# What do they mean yeast slurry in the skeeter pee recipe?



## abefroman (Nov 17, 2010)

What do they mean yeast slurry in the skeeter pee recipe?

That's better than regular yeast in the packet?


----------



## Arne (Nov 17, 2010)

It is all the leftovers from when you rack another wine from the primary to the secondary. I usually try and give it a little nutrient and energizer, a little warm water and some sugar. Get it fermenting good again and pitch it in your pee. Lemon is a little tough to start fermenting, and the slurry gives you a running start. If you make a good strong yeast starter, you do not need to use the slurry. I have tried both ways and it starts much better and easier with the slurry. Good luck, Arne.


----------



## onetoomany (Nov 17, 2010)

when you make wine of any kind you end up with sediment at the bottom of the carboy..when you rack to clear wine the slurry is what is left behind..thats what you would add your yeast nutrients,tannins,sugar,water,lemon juice,ect..and if you like mikes hard lemonade you will like skeeter pee..let it go dry ..taste it.. then sweeten if you like.

> **Provided material**:
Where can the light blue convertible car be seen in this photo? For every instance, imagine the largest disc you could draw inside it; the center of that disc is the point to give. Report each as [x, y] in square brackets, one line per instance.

> **Instructions for the task**: Reproduce the yeast slurry thread in full, word for word, without changing anything.

> **Answer to the problem**:
# What do they mean yeast slurry in the skeeter pee recipe?



## abefroman (Nov 17, 2010)

What do they mean yeast slurry in the skeeter pee recipe?

That's better than regular yeast in the packet?


----------



## Arne (Nov 17, 2010)

It is all the leftovers from when you rack another wine from the primary to the secondary. I usually try and give it a little nutrient and energizer, a little warm water and some sugar. Get it fermenting good again and pitch it in your pee. Lemon is a little tough to start fermenting, and the slurry gives you a running start. If you make a good strong yeast starter, you do not need to use the slurry. I have tried both ways and it starts much better and easier with the slurry. Good luck, Arne.


----------



## onetoomany (Nov 17, 2010)

when you make wine of any kind you end up with sediment at the bottom of the carboy..when you rack to clear wine the slurry is what is left behind..thats what you would add your yeast nutrients,tannins,sugar,water,lemon juice,ect..and if you like mikes hard lemonade you will like skeeter pee..let it go dry ..taste it.. then sweeten if you like.